WHAT THIS TASK INVOLVES:
Pull each line with the string "badge" from the entries.

═══ PROVIDED DATA ═══

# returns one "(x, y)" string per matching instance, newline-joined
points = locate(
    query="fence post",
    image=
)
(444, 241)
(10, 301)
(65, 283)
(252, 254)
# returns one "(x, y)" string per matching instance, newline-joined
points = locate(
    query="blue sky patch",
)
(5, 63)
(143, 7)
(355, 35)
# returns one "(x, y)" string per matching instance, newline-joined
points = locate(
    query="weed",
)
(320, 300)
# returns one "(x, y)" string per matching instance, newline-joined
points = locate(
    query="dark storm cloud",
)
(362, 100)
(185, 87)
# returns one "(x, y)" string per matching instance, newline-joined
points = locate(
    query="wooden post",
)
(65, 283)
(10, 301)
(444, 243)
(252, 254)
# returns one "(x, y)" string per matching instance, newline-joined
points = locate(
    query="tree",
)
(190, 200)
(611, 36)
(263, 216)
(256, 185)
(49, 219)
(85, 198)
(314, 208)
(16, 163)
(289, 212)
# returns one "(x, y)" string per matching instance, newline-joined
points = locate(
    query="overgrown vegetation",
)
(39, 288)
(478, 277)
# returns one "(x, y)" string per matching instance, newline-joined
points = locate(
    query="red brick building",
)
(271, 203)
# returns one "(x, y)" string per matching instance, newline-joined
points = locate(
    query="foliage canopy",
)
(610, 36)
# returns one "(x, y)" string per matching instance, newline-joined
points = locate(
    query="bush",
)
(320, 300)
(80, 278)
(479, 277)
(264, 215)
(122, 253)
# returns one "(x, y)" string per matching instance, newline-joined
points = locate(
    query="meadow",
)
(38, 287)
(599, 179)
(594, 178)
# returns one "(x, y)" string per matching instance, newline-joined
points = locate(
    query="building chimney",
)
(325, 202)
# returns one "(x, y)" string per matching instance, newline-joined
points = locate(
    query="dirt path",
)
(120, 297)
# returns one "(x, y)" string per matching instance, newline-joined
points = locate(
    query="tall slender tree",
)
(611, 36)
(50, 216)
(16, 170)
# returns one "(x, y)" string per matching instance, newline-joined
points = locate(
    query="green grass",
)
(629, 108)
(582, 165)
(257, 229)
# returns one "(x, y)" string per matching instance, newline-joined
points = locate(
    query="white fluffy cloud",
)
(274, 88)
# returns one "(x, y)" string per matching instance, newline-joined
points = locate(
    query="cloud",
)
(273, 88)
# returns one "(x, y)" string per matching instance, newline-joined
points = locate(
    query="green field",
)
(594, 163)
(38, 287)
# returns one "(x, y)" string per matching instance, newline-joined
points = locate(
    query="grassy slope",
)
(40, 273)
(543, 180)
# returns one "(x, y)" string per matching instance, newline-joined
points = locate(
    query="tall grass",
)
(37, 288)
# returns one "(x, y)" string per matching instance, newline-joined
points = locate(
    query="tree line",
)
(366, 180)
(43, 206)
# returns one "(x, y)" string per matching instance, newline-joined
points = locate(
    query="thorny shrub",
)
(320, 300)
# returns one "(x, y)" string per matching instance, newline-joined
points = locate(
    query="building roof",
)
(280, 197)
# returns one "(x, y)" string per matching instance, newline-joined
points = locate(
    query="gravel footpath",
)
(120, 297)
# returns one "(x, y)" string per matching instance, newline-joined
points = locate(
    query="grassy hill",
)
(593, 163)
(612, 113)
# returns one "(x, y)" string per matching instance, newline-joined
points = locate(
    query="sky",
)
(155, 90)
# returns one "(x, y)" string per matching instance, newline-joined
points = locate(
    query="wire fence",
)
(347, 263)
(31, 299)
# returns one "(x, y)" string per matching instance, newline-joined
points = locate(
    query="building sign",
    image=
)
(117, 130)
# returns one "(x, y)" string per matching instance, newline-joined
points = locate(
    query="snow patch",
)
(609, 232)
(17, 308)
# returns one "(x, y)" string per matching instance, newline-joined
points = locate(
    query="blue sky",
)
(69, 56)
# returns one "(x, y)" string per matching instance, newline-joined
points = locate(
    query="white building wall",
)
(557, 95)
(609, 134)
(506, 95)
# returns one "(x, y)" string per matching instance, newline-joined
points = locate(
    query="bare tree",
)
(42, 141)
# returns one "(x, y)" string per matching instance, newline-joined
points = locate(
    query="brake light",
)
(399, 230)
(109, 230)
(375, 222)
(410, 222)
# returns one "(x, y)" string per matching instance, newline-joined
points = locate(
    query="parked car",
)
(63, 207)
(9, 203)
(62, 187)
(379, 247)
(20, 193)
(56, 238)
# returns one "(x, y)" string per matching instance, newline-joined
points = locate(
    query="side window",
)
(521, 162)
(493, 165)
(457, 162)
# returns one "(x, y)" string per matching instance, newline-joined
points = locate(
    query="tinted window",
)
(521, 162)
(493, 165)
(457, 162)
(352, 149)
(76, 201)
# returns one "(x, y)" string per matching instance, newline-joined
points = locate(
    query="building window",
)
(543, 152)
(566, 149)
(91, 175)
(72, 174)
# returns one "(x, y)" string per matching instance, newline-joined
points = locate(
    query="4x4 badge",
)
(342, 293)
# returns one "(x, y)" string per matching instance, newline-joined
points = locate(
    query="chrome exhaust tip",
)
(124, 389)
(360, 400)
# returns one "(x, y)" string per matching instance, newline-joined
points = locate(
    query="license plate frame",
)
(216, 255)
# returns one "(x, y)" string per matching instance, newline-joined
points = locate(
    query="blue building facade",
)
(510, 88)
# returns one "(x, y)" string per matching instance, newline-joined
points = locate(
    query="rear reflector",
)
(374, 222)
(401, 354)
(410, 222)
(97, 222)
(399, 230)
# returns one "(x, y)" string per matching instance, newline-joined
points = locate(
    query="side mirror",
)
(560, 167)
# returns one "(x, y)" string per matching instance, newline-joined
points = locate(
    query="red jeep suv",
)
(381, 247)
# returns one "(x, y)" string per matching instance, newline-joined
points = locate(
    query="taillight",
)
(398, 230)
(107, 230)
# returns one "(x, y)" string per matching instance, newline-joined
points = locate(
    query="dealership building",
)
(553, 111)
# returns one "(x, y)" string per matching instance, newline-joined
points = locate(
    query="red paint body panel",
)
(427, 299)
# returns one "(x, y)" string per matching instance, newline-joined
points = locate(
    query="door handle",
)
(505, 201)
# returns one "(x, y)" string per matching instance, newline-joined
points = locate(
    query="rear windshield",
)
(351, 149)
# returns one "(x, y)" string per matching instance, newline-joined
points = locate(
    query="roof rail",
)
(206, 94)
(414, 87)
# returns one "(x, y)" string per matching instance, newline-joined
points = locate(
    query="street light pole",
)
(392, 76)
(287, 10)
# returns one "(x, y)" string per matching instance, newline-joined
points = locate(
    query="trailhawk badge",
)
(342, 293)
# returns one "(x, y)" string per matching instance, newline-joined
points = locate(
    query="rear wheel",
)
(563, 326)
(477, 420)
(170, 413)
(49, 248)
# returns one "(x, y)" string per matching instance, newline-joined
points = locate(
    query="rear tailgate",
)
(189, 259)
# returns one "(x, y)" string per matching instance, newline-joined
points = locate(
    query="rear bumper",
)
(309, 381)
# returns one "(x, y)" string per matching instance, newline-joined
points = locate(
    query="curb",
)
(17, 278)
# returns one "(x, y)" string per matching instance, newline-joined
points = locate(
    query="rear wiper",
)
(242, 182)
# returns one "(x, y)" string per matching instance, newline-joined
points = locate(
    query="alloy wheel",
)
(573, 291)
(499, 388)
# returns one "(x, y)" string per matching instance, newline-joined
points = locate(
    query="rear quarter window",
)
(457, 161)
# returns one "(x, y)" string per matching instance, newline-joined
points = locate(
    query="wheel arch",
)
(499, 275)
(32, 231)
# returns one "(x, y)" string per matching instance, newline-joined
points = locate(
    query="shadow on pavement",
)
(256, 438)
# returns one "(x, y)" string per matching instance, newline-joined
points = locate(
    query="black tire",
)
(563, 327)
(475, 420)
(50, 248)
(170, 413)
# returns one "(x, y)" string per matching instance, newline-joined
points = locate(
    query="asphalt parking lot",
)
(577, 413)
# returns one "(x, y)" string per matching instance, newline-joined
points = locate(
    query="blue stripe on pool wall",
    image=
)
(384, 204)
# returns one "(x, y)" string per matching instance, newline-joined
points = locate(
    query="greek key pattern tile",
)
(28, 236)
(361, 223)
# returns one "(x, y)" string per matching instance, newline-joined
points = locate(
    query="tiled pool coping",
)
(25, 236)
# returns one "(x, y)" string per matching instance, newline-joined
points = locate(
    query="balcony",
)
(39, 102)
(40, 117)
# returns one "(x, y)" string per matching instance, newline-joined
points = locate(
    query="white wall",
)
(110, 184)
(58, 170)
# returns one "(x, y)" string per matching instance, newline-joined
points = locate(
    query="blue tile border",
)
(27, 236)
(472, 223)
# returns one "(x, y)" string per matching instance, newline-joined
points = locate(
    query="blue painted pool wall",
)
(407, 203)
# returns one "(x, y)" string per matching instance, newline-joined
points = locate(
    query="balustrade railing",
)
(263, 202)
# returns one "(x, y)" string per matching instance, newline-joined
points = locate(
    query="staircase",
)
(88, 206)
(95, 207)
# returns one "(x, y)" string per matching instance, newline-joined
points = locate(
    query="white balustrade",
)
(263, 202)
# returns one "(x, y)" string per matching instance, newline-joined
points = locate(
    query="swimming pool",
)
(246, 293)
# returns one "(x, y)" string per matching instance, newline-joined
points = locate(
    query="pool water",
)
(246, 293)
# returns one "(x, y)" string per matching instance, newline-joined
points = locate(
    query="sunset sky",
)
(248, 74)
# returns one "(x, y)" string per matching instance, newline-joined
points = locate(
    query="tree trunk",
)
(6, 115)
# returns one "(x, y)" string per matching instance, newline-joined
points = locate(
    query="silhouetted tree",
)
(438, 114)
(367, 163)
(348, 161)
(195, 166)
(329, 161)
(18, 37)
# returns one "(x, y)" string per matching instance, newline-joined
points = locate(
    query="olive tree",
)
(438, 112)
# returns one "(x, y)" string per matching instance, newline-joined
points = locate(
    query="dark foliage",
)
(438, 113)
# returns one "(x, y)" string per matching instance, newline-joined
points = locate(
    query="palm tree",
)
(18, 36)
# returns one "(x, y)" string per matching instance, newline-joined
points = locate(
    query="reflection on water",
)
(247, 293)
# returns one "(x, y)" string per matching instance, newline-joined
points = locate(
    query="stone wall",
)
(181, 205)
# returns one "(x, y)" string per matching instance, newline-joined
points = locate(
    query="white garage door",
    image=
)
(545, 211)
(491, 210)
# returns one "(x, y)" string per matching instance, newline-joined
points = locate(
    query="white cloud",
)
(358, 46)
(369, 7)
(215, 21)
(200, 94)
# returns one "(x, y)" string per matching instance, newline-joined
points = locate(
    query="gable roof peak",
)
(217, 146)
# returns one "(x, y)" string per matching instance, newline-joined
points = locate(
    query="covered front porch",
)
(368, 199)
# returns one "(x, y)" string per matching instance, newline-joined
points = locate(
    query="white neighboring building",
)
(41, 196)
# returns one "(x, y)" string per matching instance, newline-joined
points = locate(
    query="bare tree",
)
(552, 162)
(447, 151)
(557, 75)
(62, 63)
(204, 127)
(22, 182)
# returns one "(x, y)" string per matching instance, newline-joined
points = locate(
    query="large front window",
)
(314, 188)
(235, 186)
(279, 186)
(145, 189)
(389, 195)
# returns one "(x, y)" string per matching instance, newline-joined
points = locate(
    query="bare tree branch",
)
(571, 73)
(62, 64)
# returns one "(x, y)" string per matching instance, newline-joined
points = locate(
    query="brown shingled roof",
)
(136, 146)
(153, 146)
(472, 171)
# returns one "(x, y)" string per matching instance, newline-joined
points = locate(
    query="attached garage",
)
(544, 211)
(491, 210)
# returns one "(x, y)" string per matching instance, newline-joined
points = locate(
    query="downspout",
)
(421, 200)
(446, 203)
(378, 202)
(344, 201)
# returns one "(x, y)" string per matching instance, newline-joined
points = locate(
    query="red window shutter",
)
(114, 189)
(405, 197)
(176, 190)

═══

ANSWER:
    query="4x4 badge",
    query="trailhawk badge",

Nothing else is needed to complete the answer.